◆ YOUR ASSIGNMENT ◆
Reproduce verbatim the section of the glossary of LGBTQ terms that begins with the words containing "Homophobia: Irrational fear, hatred" and ends with "male or female.".

◆ SELECTED PASSAGE ◆
----------

Ally: A term used to describe someone who does not identify as LGBTQ but who is supportive of LGBTQ individuals, often a family member or friend.
Bisexual: Sexual, emotional and romantic attraction to both men and women, though not necessarily at the same time.
Choice: A false assumption that people choose to be straight or gay.
Coming Out: Sharing one’s sexual orientation with others, an important step in self-acceptance and in achieving emotional, physical, and spiritual health as it removes a burden of secrecy. This is a lifelong process of self-acceptance. Publicly identifying themselves may or may not be part of coming out.
Conversion or Reparative Therapy: An attempt to convert a homosexual person to heterosexuality by religious or psychological counseling. Such therapies have been discredited by the American Medical Assoc. and the American Psychological Assoc. as unsuccessful and destructive.
Gay: The preferred term (rather than homosexual) for a man who feels sexual, emotional, or romantic attraction to other men. It’s also used as a general term for same-sex attraction, sometimes referring to both gay men and lesbians.
Gender Identity: A person’s inner sense of being male or female, which sometimes conflicts with one’s biological gender. This is about self-perception.
Gender Expression: External display of gender identity, usually through masculine, feminine, or gender-variant behavior and appearance. Typically transgender people seek to appear more like their gender identity than their birth-assigned sex.
Lesbian: The preferred term (rather than homosexual) for a woman who feels sexual, emotional, or romantic attraction to other women.
LGBTQI: Abbreviated term for lesbian, gay, bisexual, transgender, queer or questioning, and intersex. Commonly used is LGBTQ.
Heterosexual: Sexual, emotional, and romantic attraction to members of the opposite sex.
Homophobia: Irrational fear, hatred or discrimination against homosexuality or homosexuals.
Homosexual: Non-preferred term for sexual, emotional, and affectional attraction to members of one’s own sex.
Internalized Homophobia: A sense of shame and self-hatred about one’s own homosexuality, caused by social stigma or being taught that same-sex orientation is wrong. This is an acceptance of societal judgments that causes a person to dislike or resent their sexual orientation or gender identity.
Intersex: A person who is born with external genitalia, internal reproductive systems, or chromosomes which are not typically male or female.
Outing: Disclosing someone’s sexual orientation or gender identity, sometimes based on rumor or speculation, without that person’s consent.
Queer: A term for those who feel outside societal norms of sexual or gender identity. The term queer may seem very negative or offensive, but it is a word being reclaimed by youth as indicating non-heterosexual without focusing on any specific alternative. It’s viewed as a flexible and inclusive alternative to LGBT and increasingly used by young LGBTQ people.

----------

[Stored data entries]
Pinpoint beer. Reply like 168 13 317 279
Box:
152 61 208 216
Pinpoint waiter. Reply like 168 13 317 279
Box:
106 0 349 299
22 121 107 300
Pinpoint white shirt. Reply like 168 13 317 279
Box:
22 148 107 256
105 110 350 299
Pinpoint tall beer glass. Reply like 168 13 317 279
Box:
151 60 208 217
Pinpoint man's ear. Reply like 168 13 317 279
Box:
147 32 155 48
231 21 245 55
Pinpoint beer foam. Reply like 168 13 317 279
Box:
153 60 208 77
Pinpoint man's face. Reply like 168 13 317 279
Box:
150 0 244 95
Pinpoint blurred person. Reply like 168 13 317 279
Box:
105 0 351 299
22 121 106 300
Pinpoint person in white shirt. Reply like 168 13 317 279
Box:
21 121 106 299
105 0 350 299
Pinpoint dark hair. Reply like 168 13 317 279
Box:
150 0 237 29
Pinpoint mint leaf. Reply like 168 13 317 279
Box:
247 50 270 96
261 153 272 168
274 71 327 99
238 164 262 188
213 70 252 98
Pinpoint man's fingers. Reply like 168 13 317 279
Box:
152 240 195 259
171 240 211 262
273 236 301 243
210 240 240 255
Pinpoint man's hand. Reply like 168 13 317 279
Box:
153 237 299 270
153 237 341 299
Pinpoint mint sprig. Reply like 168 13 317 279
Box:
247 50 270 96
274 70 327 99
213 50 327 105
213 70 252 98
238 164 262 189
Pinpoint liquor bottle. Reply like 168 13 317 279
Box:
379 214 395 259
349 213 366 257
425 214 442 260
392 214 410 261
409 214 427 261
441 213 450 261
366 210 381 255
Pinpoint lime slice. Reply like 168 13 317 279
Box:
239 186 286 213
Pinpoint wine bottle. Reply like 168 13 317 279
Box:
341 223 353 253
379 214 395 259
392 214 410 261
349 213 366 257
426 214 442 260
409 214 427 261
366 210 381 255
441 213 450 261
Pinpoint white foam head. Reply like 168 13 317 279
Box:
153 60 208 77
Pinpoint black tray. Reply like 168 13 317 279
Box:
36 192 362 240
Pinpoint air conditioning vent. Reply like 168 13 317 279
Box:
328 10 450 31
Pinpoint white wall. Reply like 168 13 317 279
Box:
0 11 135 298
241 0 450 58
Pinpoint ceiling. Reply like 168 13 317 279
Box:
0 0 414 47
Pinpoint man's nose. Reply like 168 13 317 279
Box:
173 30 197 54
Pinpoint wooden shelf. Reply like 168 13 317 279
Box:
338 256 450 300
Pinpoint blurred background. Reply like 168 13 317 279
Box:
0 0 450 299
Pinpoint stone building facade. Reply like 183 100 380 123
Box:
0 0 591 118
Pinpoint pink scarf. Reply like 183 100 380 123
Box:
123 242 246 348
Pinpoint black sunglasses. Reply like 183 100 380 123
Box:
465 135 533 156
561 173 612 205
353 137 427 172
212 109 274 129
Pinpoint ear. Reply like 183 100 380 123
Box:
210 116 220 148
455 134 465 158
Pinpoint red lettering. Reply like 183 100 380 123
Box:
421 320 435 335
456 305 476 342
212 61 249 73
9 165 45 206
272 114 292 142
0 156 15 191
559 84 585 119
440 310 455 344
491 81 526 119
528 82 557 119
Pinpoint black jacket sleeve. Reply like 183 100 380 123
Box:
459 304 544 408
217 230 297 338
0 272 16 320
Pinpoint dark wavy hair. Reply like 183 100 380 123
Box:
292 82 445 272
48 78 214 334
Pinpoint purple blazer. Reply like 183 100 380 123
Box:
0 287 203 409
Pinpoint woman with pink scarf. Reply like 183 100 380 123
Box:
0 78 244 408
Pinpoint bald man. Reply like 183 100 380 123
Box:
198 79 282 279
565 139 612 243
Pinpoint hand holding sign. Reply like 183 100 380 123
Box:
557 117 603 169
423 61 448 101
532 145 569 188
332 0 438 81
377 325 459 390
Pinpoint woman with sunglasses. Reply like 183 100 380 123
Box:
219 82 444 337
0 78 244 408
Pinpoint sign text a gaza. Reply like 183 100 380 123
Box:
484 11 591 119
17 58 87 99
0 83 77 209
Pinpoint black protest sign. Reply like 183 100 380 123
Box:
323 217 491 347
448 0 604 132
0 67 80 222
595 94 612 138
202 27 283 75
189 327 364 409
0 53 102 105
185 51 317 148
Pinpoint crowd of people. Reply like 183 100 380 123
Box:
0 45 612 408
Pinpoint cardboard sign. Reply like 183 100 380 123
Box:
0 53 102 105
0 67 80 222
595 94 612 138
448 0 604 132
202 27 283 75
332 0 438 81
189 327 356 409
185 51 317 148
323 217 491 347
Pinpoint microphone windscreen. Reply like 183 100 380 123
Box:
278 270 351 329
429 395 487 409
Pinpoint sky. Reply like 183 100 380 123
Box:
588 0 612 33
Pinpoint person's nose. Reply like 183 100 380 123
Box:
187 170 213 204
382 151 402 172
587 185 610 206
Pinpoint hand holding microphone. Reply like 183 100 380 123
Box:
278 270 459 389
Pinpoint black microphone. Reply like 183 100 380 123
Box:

----------

◆ OUTPUT OF THE EXERCISE ◆
Homophobia: Irrational fear, hatred or discrimination against homosexuality or homosexuals.
Homosexual: Non-preferred term for sexual, emotional, and affectional attraction to members of one’s own sex.
Internalized Homophobia: A sense of shame and self-hatred about one’s own homosexuality, caused by social stigma or being taught that same-sex orientation is wrong. This is an acceptance of societal judgments that causes a person to dislike or resent their sexual orientation or gender identity.
Intersex: A person who is born with external genitalia, internal reproductive systems, or chromosomes which are not typically male or female.